◆ **Extract**:
┌──

W3C home > Mailing lists > Public > xmlschema-dev@w3.org > January 2008

RE: Impact of XML on Data Modeling

From: Tsao, Scott <scott.tsao@boeing.com>
Date: Wed, 30 Jan 2008 15:10:53 -0800
Message-ID: <C7A7D8EA54C20744BFF861613617222C06218EA9@XCH-NW-3V1.nw.nos.boeing.com>
To: <abcoates.work@yahoo.co.uk>, <xmlschema-dev@w3.org>
I was actually trying to focus my attention on the choice of XSD based
on this observation:

	XML is a better approach for design and implementation at the
data interchange level, e.g., specifying the interface 'protocol'
between two systems (or applications).  For example, in the SOA world,
XML would be very useful as the common modeling 'language' across the
data and process modeling perspectives.

And it is definitely for "data-oriented" applications.

So, having narrowed the scope of my question, do you have any further


Scott Tsao 
Associate Technical Fellow 
The Boeing Company 

-----Original Message-----
From: Anthony B. Coates (Work) [mailto:abcoates.work@yahoo.co.uk]
Sent: Wednesday, January 30, 2008 1:06 AM
To: xmlschema-dev@w3.org
Subject: Re: Impact of XML on Data Modeling

On Wed, 30 Jan 2008 04:33:28 -0000, Tsao, Scott <scott.tsao@boeing.com>

> If these observations are correct, my next question would be: Is the
> W3C XML Schema the best choice on the market today for data modeling
> in the XML world?  (why or why not)

└──

◆ **Provided data**:
┌──

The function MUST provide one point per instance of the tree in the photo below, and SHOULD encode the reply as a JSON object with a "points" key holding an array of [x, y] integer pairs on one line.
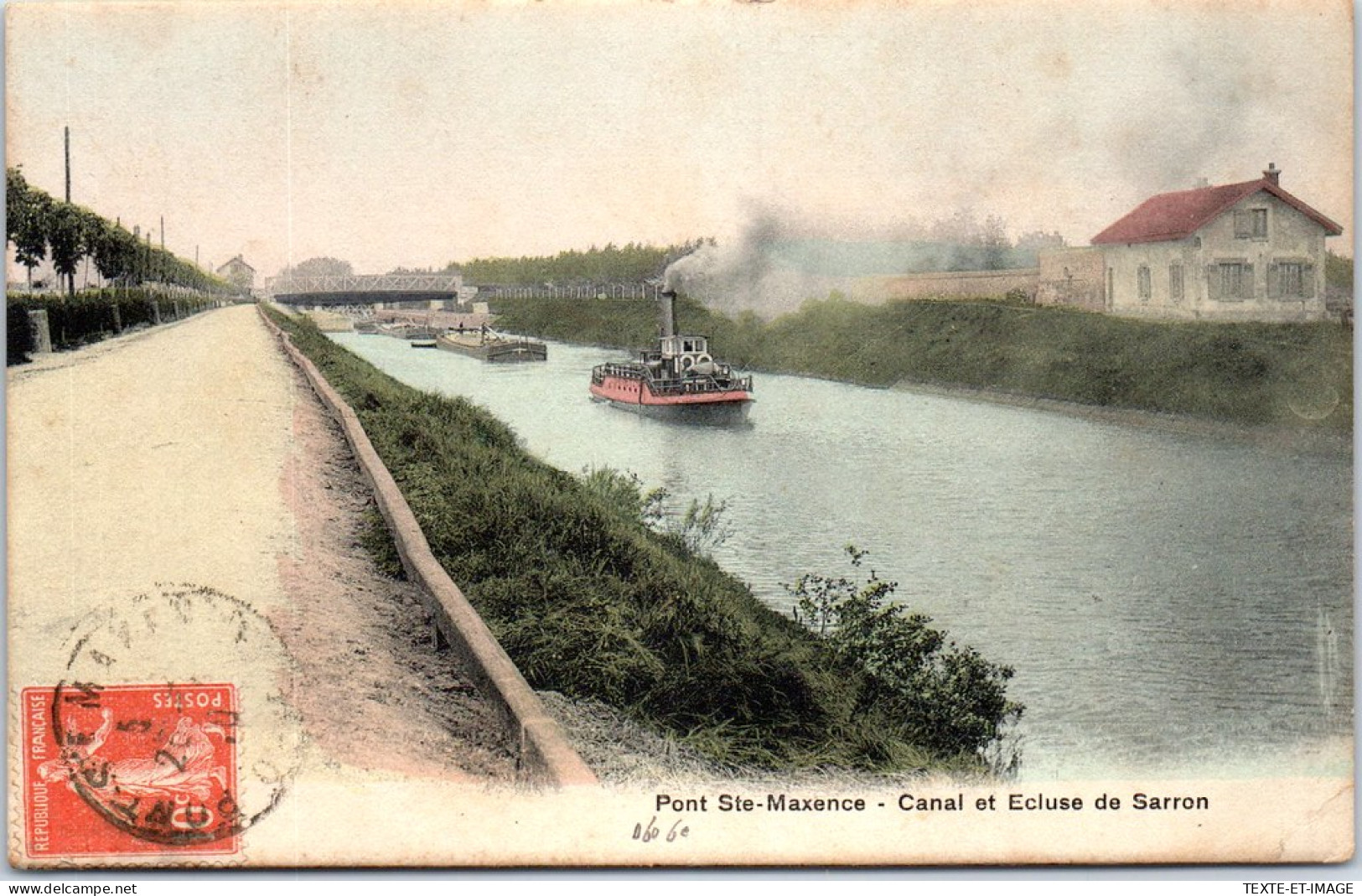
{"points": [[28, 211], [995, 244], [67, 226], [319, 267]]}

└──

◆ **The tasks**:
(1) Answer these questions about the message.
(a) What job title does Scott Tsao give under his name?
(b) On what date and at what time was the message from Anthony B. Coates sent?
(c) In the SOA world, what would XML be very useful as?
(2) Reproduce the part of the message from "On Wed, 30 Jan" to "or why not)" without any changes.

◆ **Answers to the exercise**:
(1)
(a) Associate Technical Fellow
(b) Wednesday, January 30, 2008, at 1:06 AM
(c) The common modeling 'language' across the data and process modeling perspectives

(2)
On Wed, 30 Jan 2008 04:33:28 -0000, Tsao, Scott <scott.tsao@boeing.com>

> If these observations are correct, my next question would be: Is the
> W3C XML Schema the best choice on the market today for data modeling
> in the XML world?  (why or why not)